WORK REQUEST:
Output the entries below exactly as written, omitting pictures.

RAW DATA:

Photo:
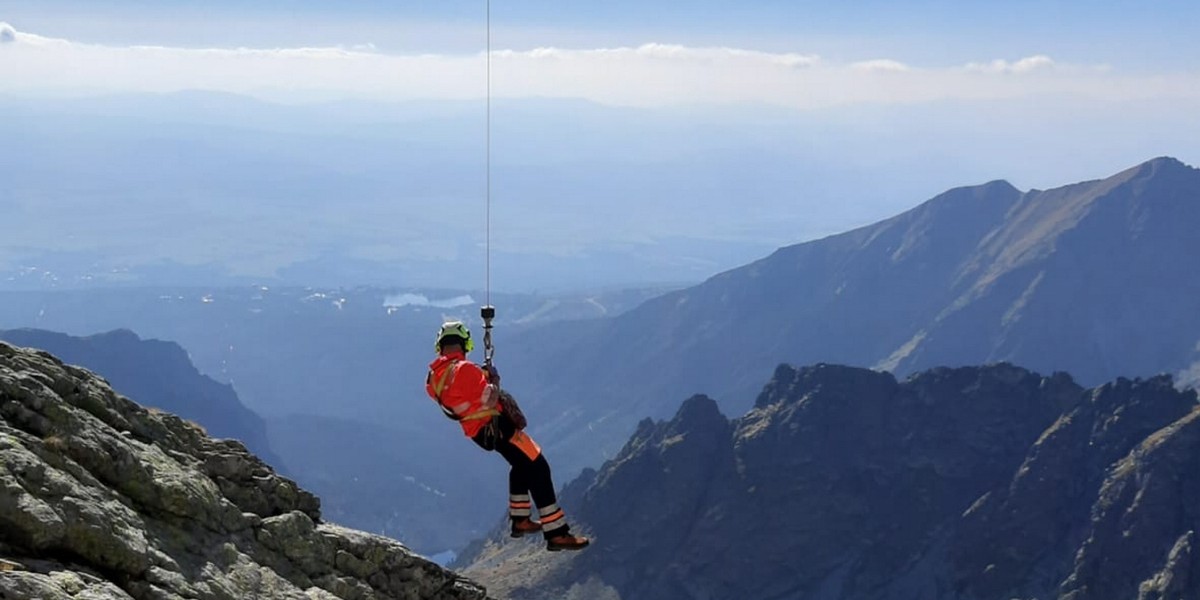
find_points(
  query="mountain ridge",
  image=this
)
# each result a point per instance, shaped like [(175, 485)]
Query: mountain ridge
[(103, 498), (1086, 279), (846, 484)]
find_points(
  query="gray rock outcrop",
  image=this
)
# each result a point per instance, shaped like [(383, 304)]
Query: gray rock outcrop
[(101, 498)]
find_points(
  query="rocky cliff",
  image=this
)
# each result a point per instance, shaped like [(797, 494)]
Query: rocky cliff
[(101, 498), (159, 375), (955, 484)]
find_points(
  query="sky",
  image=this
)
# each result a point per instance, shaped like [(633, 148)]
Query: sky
[(798, 54), (790, 119)]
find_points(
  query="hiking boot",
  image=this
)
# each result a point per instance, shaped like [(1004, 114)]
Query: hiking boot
[(567, 541), (525, 527)]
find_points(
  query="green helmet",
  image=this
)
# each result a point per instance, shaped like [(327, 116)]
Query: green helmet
[(455, 328)]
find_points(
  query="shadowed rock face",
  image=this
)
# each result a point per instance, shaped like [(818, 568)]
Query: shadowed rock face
[(965, 484), (101, 498)]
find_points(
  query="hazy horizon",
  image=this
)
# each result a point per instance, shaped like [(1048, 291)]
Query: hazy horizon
[(631, 144)]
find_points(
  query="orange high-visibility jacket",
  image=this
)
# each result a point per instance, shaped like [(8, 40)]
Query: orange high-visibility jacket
[(462, 389)]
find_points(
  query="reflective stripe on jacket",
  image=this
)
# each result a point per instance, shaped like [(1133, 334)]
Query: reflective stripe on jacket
[(462, 390)]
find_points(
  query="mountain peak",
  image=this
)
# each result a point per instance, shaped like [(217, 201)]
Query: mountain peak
[(1159, 167)]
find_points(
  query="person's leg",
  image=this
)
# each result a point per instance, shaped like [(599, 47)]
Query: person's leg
[(532, 467), (520, 503)]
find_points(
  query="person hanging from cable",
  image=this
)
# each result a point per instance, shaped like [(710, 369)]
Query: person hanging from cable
[(472, 395)]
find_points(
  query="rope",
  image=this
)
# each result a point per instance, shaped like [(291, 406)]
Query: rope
[(489, 161), (489, 312)]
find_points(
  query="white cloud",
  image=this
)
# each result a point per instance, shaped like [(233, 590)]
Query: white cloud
[(881, 65), (648, 75), (1020, 66)]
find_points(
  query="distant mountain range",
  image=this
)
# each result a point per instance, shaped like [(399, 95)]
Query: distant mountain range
[(103, 498), (843, 484), (1093, 279)]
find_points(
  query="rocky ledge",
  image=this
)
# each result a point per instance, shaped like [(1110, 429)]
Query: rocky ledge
[(101, 498)]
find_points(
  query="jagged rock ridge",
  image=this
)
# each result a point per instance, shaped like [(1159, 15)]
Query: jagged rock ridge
[(1092, 279), (845, 484), (101, 498), (159, 375)]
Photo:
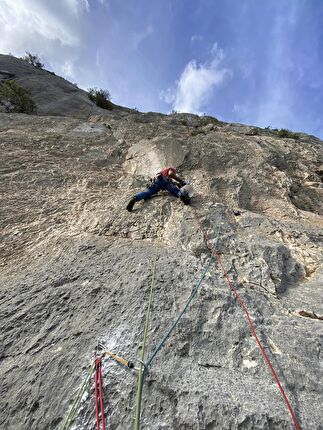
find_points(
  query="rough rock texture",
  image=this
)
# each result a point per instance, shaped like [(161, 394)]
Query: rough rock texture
[(76, 268), (52, 94)]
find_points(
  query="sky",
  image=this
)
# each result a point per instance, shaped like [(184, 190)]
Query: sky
[(248, 61)]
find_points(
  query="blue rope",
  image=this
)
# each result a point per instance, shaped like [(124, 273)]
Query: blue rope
[(193, 294)]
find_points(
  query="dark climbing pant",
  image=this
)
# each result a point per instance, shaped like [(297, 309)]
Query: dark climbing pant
[(159, 184)]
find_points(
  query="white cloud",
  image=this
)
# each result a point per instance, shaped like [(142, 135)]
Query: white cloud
[(78, 6), (197, 83), (137, 38), (32, 25)]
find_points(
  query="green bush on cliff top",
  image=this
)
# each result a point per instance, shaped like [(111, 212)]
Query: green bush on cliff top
[(100, 97)]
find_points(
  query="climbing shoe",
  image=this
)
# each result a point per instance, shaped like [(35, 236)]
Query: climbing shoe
[(130, 205), (185, 198)]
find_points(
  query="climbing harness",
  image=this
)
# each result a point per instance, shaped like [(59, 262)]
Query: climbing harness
[(233, 289)]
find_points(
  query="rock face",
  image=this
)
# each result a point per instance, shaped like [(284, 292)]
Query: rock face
[(76, 269), (52, 94)]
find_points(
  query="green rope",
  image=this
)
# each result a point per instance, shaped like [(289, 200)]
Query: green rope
[(193, 294), (141, 374), (71, 415)]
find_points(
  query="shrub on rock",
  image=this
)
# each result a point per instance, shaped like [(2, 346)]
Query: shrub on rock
[(100, 97)]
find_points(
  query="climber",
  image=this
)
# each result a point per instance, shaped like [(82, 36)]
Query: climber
[(166, 179)]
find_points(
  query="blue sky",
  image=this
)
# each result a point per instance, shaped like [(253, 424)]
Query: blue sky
[(250, 61)]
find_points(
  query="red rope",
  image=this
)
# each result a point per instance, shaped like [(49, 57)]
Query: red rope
[(217, 256), (98, 393)]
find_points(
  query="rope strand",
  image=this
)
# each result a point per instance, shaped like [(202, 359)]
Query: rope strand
[(218, 258)]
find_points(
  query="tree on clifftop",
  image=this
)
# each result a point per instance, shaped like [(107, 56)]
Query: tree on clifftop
[(34, 60), (100, 97)]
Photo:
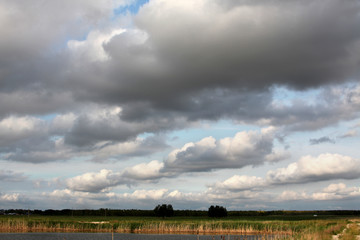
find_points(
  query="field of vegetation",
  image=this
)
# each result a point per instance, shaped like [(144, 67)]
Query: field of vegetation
[(286, 227)]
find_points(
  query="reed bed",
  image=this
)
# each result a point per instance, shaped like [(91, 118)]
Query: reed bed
[(296, 229)]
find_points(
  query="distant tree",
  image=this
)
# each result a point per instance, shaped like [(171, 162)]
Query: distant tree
[(164, 210), (217, 211)]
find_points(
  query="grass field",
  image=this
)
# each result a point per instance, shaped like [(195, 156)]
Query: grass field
[(294, 227)]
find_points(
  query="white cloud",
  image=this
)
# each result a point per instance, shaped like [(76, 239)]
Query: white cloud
[(147, 194), (13, 129), (310, 169), (244, 149), (10, 176), (94, 182), (145, 171), (92, 48), (292, 195), (240, 183), (14, 197)]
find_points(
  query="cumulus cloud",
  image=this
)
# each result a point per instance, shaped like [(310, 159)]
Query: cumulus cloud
[(308, 169), (244, 149), (315, 141), (10, 176), (321, 168), (241, 183), (94, 182), (146, 171)]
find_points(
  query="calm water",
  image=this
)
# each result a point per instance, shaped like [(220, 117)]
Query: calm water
[(107, 236)]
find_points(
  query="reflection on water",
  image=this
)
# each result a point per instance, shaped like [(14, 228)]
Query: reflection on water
[(117, 236)]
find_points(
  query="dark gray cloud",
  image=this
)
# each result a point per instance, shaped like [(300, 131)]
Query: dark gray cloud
[(244, 149), (315, 141), (10, 176), (223, 60)]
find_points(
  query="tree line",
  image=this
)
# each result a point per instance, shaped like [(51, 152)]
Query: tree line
[(175, 213)]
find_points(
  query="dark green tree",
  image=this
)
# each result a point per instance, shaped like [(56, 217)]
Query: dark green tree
[(165, 210), (217, 211)]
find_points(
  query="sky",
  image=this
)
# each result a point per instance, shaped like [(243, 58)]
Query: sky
[(251, 104)]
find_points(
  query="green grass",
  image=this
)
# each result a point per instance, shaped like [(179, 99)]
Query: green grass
[(296, 227)]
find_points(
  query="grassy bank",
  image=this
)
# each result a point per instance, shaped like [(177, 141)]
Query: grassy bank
[(296, 227)]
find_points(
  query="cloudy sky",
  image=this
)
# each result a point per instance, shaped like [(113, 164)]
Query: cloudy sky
[(250, 104)]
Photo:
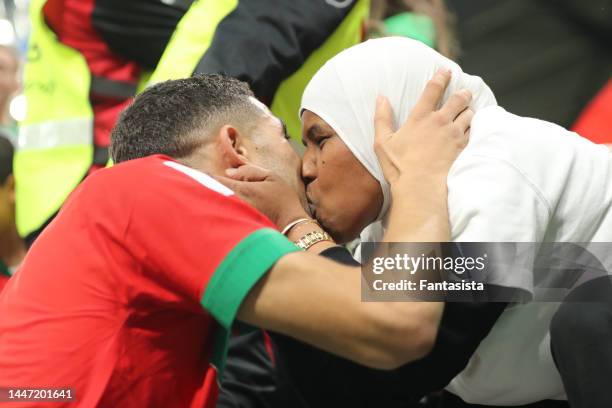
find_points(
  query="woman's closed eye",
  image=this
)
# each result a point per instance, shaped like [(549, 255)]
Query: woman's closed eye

SOLUTION FOR THIS TASK:
Photo:
find_points(
  query="mountain ridge",
  image=this
)
# each result a point per instance, shaped like [(175, 485)]
Query: mountain ridge
[(103, 498), (1086, 279), (846, 484)]
find_points(
  query="gray rock outcrop",
  image=this
)
# each result a point per instance, shaped like [(383, 304)]
Query: gray rock outcrop
[(101, 498)]
find_points(
  query="rocky cliff",
  image=this
)
# each result a point per instance, shaped like [(797, 494)]
Query: rocky cliff
[(101, 498), (159, 375), (955, 484)]
find_points(
  query="sky",
  image=this
)
# each result a point per instance, shaped like [(633, 148)]
Query: sky
[(798, 54), (790, 119)]
find_points(
  query="hiking boot",
  image=this
)
# each result a point per instance, shaped like [(1004, 114)]
Query: hiking boot
[(567, 541), (525, 527)]
find_points(
  query="green helmet",
  image=this
)
# each result a point per instance, shaped like [(327, 116)]
Query: green helmet
[(455, 328)]
find_points(
  query="shadowed rock face",
  image=this
)
# each result a point per instance, shaped like [(818, 568)]
Query: shadowed rock face
[(965, 484), (101, 498)]
find_points(
  query="hazy horizon",
  image=this
)
# each result a point per instance, shaped like [(1048, 291)]
Query: hazy horizon
[(631, 144)]
find_points(
  query="orange high-visibility jacket",
  image=this
)
# each result a point per instance, shaped like [(8, 40)]
Query: orange high-visibility jacket
[(462, 389)]
find_points(
  query="reflective stripe on jacket",
  image=this
)
# each result a point per instance, shaped like [(1133, 334)]
Query: reflective stripe on jacket
[(462, 390)]
find_points(
  query="mountain peak",
  image=this
)
# each result a point per instance, shaped like [(217, 201)]
Query: mountain peak
[(1159, 167)]
find_points(
  query="person's leg",
  image=this
)
# each result a point per instance, shaped like [(599, 47)]
Query: person's leg
[(532, 467), (520, 503)]
find_points(
  query="person hanging from cable",
  image=this
)
# each result a point per instance, shaped like [(710, 369)]
Query: person hanging from cable
[(472, 395)]
find_points(
  query="rope",
  image=this
)
# each result a point per instance, shaped like [(291, 406)]
Query: rope
[(489, 161), (489, 312)]
find_points(
  query="white cloud",
  image=this
)
# each result a point per instance, shaped like [(233, 590)]
Query: white cloud
[(881, 65), (648, 75), (1020, 66)]
find_points(
  query="distant mountain range",
  image=this
)
# each result a point per instance, shaped like [(399, 95)]
Query: distant mountain range
[(103, 498), (843, 484), (1093, 279)]
find_points(
  query="rocky ledge",
  image=this
)
# each result a point per instance, shaped like [(1110, 429)]
Query: rocky ledge
[(101, 498)]
find_points(
  query="jagged rock ridge",
  image=this
)
# each result a point per instance, shaped like [(1159, 15)]
Query: jagged rock ridge
[(1092, 279), (845, 484), (101, 498), (159, 375)]
Photo:
find_points(
  query="rough rock texture",
  image=this
)
# each result a point per instance, shaped like [(161, 394)]
Query: rough rock texture
[(76, 268), (52, 94)]
find_points(
  query="sky",
  image=this
)
# each result a point per instance, shaped like [(184, 190)]
Query: sky
[(248, 61)]
find_points(
  query="blue rope",
  image=this
)
# each result a point per instance, shaped like [(124, 273)]
Query: blue rope
[(193, 294)]
find_points(
  query="dark climbing pant",
  image=this
)
# each result a point per instance, shaped like [(297, 309)]
Query: dark climbing pant
[(159, 184)]
find_points(
  query="white cloud",
  image=this
)
# each result a point per instance, shaped like [(142, 135)]
Query: white cloud
[(78, 6), (197, 83), (137, 38), (32, 25)]
find_points(
  query="green bush on cliff top",
  image=this
)
# each result a point per instance, shaped like [(111, 212)]
Query: green bush on cliff top
[(100, 97)]
find_points(
  query="climbing shoe",
  image=this
)
# each result a point per instance, shaped like [(35, 236)]
Query: climbing shoe
[(130, 205), (185, 198)]
find_points(
  query="climbing harness",
  image=this
)
# each result a point per instance, shaped like [(59, 262)]
Query: climbing harness
[(233, 289)]
find_points(
  query="rock face",
  image=this
)
# each result a point per instance, shaped like [(284, 292)]
Query: rock face
[(76, 269), (52, 94)]
find_points(
  query="green rope",
  image=this
)
# each result a point per instance, shaped like [(289, 200)]
Query: green rope
[(193, 294), (141, 374), (71, 415)]
find_points(
  query="shrub on rock",
  image=this
)
# each result a point per instance, shaped like [(2, 346)]
Query: shrub on rock
[(100, 97)]
find_points(
  query="climber",
  image=this
)
# each result a point per instance, shaped like [(82, 36)]
Query: climber
[(166, 179)]
find_points(
  query="blue sky",
  image=this
)
# each result a point per instance, shaped like [(253, 424)]
Query: blue sky
[(250, 61)]
find_points(
  query="red rope",
  image=this
)
# each result a point per instance, shaped like [(49, 57)]
Query: red rope
[(217, 256), (98, 393)]
find_points(
  query="rope strand",
  image=this
)
# each result a point per instance, shaped like [(202, 359)]
Query: rope strand
[(218, 258)]
find_points(
  query="tree on clifftop",
  image=this
)
# each result a point per instance, shaped like [(107, 56)]
Query: tree on clifftop
[(34, 60), (100, 97)]
Photo:
find_points(
  query="field of vegetation",
  image=this
)
# each result a point per instance, shaped like [(144, 67)]
Query: field of vegetation
[(286, 227)]
find_points(
  query="reed bed",
  image=this
)
# each result a point per instance, shaped like [(91, 118)]
Query: reed bed
[(296, 229)]
find_points(
  query="distant tree",
  image=this
)
# each result a point per instance, shaped like [(171, 162)]
Query: distant tree
[(164, 210), (217, 211)]
find_points(
  query="grass field",
  image=this
)
# each result a point per instance, shaped like [(195, 156)]
Query: grass field
[(294, 227)]
find_points(
  query="white cloud",
  image=this
)
# each result a point per instance, shaped like [(76, 239)]
Query: white cloud
[(147, 194), (13, 129), (310, 169), (244, 149), (10, 176), (94, 182), (145, 171), (92, 48), (292, 195), (240, 183), (14, 197)]
find_points(
  query="cumulus cloud",
  image=this
)
# each result a point per instance, shaped like [(310, 159)]
Query: cumulus cloud
[(308, 169), (244, 149), (315, 141), (10, 176), (321, 168), (241, 183), (94, 182), (146, 171)]
find_points(
  query="calm water",
  image=this
)
# each result a point per instance, shaped like [(220, 117)]
Query: calm water
[(107, 236)]
find_points(
  query="reflection on water",
  image=this
)
# each result a point per instance, shaped like [(14, 228)]
Query: reflection on water
[(117, 236)]
find_points(
  query="dark gray cloud",
  image=this
)
# each result a point per instance, shaped like [(300, 131)]
Query: dark gray cloud
[(244, 149), (315, 141), (10, 176), (223, 60)]
find_points(
  query="tree line",
  image=this
)
# each result a point per instance, shaped like [(51, 152)]
Query: tree line
[(175, 213)]
find_points(
  query="dark green tree",
  image=this
)
# each result a point per instance, shaped like [(56, 217)]
Query: dark green tree
[(165, 210), (217, 211)]
find_points(
  query="sky",
  image=this
)
# each result a point per instance, shaped like [(243, 58)]
Query: sky
[(251, 104)]
find_points(
  query="green grass",
  image=this
)
# each result a point per instance, shaped like [(179, 99)]
Query: green grass
[(296, 227)]
find_points(
  query="grassy bank",
  image=this
)
# each result a point per instance, shaped like [(177, 141)]
Query: grassy bank
[(296, 227)]
find_points(
  query="cloudy sky",
  image=this
)
# each result a point per instance, shaped like [(113, 164)]
Query: cloudy sky
[(250, 104)]
Photo:
find_points(
  query="woman's closed eye",
  image=this
)
# each result a point per instance, shaped like [(549, 255)]
Query: woman's closed eye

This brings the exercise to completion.